## STATED GOAL 1
In the text on 2H-NbS2 below, at roughly what temperature does the Seebeck coefficient of 2H-NbS2 show a prominent peak?
## STATED GOAL 2
Transcribe the part of the 2H-NbS2 text that opens with the words containing "We compared ρc" and closes with "crystalline lattice defects.".

## TEXT
"""

We compared ρc of 2H-NbS2 to that of the isostructural and isovalent compound 2H-NbSe2 (dashed line in Fig. 2b). The latter material did not exhibit a similar low-temperature anomaly. Based on the nominal lattice parameters, density functional theory calculations predict that the two compounds will have nearly identical electronic band structures (see Supplementary Note 1 and Supplementary Figs. 1 and 2). We therefore conclude that the upturn of ρc of 2H-NbS2 is not intrinsic to the nominal structure of the compound, but is caused by crystalline lattice defects.

Seebeck coefficient anisotropy

The Seebeck coefficient (S) is a useful quantity for sensitively probing energy landscape variations near Fermi level. The open-circuit voltage generated by the thermal gradient is unaffected by the presence of static defects such as vacancies or non-magnetic stacking faults. On the other hand, the Seebeck coefficient is a function of the energy dependence of the conduction electron scattering rate. This is then strongly affected by the occurrence of resonance peaks in the density of states close to the chemical potential. Seebeck coefficient of 2H-NbS2 revealed a prominent peak at approximately 15 K, appearing only for the out-of-plane thermal gradient (Fig. 2c). The phonon drag phenomenon produces a similar feature in the temperature dependence. However, it manifests only in conductors with long phonon and charge carrier mean free paths—such as semimetals or extremely pure metals—where momentum-conserving scattering is dominant27. This is highly unlikely for 2H-NbS2, as its high content of static defects should clearly favour momentum-relaxing scattering. Furthermore, absence of the corresponding Sab peak rules out the phonon drag from the possible Sc anomaly origins. An alternative interpretation of the peak, the Kondo effect, will be discussed further below.

"""

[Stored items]
"""

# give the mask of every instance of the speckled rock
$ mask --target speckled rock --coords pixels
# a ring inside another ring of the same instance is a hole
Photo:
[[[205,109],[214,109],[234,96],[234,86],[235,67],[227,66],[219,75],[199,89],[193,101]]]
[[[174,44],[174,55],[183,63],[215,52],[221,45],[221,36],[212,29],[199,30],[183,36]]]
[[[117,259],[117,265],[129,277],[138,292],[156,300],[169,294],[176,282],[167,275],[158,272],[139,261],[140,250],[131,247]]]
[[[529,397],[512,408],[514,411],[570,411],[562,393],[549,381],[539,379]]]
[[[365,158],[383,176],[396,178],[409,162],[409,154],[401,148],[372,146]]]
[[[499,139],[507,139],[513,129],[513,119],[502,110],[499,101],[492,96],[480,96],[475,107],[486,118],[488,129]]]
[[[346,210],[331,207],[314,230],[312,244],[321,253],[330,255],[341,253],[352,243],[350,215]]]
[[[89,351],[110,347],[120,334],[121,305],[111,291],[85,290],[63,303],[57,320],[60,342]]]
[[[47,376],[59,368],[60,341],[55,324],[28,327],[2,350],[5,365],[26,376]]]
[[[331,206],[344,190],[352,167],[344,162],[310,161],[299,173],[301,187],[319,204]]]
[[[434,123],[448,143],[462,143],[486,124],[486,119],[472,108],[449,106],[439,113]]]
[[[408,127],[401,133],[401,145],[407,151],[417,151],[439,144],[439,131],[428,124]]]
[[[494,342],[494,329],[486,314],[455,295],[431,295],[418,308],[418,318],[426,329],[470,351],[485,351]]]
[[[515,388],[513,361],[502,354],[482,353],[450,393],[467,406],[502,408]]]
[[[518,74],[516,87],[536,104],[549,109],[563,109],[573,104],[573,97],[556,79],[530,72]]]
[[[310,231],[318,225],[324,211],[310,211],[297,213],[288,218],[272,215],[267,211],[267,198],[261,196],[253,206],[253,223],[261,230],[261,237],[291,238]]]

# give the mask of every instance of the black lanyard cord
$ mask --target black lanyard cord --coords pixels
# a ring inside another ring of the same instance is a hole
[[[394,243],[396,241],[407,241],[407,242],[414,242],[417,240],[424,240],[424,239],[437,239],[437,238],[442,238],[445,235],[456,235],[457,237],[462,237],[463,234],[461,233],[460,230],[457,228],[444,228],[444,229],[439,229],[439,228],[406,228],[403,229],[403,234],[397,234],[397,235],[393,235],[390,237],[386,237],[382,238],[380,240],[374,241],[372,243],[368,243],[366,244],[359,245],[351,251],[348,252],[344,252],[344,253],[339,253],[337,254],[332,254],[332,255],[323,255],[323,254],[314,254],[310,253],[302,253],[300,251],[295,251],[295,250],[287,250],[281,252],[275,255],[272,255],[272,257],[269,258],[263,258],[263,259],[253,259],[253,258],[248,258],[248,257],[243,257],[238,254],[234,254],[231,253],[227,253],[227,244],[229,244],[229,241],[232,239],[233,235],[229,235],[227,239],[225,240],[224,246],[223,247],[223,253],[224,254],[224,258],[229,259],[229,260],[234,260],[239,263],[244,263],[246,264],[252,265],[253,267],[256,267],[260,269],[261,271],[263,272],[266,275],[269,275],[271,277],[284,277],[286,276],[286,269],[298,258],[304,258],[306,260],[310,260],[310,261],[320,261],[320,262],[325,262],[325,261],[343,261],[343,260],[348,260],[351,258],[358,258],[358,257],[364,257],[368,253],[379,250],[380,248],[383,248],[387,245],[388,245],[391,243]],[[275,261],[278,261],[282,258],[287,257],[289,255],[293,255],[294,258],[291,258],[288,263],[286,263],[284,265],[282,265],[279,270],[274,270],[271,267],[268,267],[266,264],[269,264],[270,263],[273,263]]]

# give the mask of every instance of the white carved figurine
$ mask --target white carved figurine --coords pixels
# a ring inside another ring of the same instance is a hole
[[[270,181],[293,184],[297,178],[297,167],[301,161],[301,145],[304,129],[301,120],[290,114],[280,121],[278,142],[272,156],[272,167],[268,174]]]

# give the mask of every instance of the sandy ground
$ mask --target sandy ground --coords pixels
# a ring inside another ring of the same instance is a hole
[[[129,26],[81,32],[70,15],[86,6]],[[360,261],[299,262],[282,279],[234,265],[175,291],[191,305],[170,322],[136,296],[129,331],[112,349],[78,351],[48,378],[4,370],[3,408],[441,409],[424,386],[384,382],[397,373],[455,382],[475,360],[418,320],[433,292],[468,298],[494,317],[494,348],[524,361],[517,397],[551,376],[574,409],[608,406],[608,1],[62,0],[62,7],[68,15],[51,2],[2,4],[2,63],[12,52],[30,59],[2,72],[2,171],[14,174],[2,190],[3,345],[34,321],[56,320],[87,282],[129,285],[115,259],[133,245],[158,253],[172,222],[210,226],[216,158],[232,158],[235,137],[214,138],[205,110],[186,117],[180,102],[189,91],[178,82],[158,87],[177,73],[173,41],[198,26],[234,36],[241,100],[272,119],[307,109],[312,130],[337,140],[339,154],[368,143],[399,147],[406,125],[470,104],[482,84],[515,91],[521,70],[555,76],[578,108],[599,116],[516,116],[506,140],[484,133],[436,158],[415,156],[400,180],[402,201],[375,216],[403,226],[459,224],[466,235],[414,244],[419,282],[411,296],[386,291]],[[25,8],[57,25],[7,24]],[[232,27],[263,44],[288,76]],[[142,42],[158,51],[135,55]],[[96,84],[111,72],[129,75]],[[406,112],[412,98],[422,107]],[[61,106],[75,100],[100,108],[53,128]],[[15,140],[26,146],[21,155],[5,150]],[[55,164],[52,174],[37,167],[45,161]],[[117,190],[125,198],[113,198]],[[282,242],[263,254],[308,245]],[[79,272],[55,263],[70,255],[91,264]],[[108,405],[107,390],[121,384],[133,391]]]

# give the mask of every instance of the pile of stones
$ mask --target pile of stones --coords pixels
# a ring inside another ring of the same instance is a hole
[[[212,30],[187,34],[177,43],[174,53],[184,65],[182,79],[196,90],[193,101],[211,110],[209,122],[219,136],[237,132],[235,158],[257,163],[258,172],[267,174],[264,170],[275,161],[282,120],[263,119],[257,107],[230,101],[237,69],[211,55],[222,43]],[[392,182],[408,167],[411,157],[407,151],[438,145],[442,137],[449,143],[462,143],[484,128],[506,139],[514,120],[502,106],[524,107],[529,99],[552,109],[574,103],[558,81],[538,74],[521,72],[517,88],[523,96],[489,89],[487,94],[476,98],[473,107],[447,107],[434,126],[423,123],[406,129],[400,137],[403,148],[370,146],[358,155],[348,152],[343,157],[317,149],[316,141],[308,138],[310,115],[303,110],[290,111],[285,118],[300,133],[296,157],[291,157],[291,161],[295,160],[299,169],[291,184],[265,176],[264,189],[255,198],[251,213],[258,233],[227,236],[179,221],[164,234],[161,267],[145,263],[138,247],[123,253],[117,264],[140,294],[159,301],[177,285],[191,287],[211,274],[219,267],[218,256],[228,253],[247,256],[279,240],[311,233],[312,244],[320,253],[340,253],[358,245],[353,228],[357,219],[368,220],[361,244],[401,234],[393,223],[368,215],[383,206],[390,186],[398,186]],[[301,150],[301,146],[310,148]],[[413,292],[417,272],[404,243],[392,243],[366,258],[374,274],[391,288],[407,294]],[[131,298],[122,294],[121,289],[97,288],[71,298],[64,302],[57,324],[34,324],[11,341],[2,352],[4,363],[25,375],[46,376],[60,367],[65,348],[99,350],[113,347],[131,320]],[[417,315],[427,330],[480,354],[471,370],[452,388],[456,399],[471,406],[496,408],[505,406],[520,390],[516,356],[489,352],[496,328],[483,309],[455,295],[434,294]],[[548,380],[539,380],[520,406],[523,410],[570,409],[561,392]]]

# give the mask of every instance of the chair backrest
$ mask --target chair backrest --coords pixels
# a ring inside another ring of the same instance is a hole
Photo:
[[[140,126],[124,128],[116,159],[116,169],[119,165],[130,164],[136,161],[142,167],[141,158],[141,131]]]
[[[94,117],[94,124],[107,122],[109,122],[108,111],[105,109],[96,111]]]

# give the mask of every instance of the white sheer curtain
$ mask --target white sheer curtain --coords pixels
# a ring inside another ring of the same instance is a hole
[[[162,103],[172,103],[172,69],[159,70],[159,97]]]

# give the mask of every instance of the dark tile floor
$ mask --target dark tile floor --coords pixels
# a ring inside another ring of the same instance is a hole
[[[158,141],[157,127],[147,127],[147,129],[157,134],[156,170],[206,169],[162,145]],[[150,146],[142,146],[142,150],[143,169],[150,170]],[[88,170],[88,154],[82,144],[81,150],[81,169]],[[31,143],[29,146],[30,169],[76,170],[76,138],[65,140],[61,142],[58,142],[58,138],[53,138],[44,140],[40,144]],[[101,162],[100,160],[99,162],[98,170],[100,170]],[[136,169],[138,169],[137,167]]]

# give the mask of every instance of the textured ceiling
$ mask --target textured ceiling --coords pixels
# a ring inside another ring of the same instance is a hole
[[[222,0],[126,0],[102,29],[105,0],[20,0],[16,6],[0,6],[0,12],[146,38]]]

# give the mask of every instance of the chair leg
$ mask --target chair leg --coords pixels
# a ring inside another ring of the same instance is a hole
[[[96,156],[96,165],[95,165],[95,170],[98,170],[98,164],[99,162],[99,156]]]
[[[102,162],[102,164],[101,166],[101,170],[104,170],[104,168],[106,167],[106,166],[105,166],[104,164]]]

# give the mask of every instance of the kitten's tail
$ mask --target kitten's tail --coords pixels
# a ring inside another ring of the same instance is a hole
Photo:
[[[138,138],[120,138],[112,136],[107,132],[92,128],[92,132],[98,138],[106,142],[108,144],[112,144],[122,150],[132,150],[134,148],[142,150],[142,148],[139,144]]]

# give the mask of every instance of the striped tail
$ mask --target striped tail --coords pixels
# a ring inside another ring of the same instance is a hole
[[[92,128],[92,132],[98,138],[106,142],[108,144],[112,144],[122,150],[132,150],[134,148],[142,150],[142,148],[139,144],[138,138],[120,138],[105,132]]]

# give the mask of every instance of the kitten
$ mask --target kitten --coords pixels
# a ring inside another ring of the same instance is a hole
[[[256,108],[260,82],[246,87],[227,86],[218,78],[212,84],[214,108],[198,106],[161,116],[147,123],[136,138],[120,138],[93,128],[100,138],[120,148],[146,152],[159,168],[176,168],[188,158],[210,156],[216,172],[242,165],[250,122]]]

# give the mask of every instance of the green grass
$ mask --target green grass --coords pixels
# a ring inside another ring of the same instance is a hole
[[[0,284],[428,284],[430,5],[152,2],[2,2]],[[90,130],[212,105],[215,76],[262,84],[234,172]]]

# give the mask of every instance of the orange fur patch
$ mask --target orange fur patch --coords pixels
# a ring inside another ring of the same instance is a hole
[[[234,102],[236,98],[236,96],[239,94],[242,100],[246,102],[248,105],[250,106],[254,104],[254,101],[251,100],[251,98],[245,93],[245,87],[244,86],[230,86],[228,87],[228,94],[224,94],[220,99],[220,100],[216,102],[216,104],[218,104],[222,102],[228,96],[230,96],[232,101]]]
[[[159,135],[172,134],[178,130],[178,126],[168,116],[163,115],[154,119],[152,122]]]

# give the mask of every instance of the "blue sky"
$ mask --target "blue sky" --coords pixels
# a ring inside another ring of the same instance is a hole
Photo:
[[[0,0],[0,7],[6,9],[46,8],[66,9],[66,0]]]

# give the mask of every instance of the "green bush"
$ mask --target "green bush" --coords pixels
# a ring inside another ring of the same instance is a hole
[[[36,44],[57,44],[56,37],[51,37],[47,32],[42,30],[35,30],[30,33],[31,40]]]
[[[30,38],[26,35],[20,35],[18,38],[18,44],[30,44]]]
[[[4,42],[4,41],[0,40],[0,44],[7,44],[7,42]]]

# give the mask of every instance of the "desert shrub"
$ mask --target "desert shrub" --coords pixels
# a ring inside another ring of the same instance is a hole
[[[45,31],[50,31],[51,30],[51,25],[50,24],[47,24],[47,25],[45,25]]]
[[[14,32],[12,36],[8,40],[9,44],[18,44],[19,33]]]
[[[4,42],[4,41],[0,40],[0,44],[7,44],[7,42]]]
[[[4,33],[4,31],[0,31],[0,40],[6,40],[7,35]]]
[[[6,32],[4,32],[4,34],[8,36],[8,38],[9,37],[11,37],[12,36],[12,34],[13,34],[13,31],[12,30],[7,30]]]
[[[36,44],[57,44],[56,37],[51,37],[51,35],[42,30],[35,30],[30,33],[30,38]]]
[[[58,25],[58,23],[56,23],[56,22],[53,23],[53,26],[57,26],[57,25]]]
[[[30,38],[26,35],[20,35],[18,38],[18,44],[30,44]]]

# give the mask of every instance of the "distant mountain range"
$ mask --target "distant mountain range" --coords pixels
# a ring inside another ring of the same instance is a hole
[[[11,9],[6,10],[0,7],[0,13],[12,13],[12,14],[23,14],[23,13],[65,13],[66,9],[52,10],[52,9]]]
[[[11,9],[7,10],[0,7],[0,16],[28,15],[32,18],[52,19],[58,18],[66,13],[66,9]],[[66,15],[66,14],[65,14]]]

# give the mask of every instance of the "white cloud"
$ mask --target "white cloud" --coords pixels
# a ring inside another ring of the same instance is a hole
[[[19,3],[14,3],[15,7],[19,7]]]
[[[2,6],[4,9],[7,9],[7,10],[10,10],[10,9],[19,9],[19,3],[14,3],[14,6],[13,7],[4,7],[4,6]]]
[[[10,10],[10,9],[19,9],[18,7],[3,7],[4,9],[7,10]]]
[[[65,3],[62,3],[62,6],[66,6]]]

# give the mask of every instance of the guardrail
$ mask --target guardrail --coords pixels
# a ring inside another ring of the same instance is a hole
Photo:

"""

## EXERCISE ANSWER 1
At approximately 15 K.

## EXERCISE ANSWER 2
We compared ρc of 2H-NbS2 to that of the isostructural and isovalent compound 2H-NbSe2 (dashed line in Fig. 2b). The latter material did not exhibit a similar low-temperature anomaly. Based on the nominal lattice parameters, density functional theory calculations predict that the two compounds will have nearly identical electronic band structures (see Supplementary Note 1 and Supplementary Figs. 1 and 2). We therefore conclude that the upturn of ρc of 2H-NbS2 is not intrinsic to the nominal structure of the compound, but is caused by crystalline lattice defects.